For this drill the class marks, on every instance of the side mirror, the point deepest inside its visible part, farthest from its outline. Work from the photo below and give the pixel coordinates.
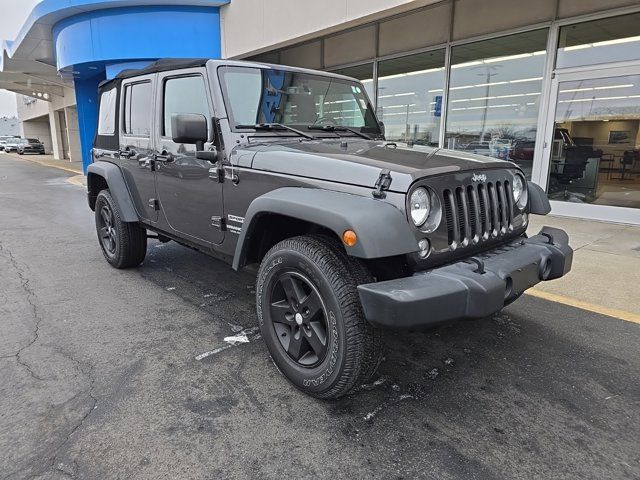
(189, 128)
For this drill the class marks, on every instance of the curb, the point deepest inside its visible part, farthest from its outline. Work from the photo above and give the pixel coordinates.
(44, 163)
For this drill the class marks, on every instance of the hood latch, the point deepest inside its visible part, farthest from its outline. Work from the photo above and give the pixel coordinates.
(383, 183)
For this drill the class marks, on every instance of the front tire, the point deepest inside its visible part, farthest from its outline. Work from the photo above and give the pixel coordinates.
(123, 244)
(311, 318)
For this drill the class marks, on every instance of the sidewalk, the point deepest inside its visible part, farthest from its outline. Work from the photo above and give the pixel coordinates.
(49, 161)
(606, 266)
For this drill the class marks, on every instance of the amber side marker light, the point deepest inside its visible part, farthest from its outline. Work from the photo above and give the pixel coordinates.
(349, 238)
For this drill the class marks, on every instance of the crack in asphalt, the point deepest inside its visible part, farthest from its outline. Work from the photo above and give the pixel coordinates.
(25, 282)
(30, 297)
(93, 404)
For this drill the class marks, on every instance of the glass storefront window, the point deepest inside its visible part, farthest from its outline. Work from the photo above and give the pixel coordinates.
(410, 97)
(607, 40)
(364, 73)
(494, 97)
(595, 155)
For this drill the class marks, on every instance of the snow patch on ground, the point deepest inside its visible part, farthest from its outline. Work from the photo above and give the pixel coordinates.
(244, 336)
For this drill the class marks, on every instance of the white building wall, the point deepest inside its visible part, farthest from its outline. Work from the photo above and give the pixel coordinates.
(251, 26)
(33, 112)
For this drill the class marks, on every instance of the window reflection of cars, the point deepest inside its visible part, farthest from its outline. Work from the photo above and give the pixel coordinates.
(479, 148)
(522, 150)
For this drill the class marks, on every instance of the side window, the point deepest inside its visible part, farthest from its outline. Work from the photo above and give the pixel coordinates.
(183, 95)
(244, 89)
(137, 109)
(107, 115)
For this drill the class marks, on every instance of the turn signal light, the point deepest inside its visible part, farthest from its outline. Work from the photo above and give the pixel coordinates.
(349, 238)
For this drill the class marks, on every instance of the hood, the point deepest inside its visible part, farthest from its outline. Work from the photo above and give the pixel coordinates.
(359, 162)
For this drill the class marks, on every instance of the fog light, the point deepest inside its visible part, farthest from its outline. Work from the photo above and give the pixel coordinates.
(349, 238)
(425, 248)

___

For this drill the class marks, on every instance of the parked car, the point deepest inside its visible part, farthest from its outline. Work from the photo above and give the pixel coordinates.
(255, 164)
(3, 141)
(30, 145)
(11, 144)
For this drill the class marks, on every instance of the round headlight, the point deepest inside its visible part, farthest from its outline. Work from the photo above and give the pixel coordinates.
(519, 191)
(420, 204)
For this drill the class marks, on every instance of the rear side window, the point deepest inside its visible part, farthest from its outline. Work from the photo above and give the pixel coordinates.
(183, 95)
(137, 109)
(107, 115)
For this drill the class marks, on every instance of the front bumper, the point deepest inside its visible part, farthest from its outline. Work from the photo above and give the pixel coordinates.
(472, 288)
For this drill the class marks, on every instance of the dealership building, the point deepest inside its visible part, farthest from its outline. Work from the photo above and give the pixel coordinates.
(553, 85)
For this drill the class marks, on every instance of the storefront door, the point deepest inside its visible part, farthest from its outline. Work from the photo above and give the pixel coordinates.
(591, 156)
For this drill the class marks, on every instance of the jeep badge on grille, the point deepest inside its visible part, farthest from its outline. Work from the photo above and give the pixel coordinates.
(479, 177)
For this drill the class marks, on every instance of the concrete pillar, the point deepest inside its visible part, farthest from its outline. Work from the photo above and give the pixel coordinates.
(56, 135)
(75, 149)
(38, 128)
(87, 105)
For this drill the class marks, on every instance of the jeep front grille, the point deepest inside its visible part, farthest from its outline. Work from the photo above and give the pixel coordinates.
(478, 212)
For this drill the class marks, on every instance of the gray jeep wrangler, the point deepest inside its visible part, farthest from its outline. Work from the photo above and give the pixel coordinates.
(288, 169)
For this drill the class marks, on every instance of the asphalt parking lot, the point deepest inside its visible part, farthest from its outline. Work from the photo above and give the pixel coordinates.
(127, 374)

___

### Task requirements
Count the lines in the records above that contain the string "window", treating uppercase and lowercase as different, and give only the number.

### Solution for this problem
4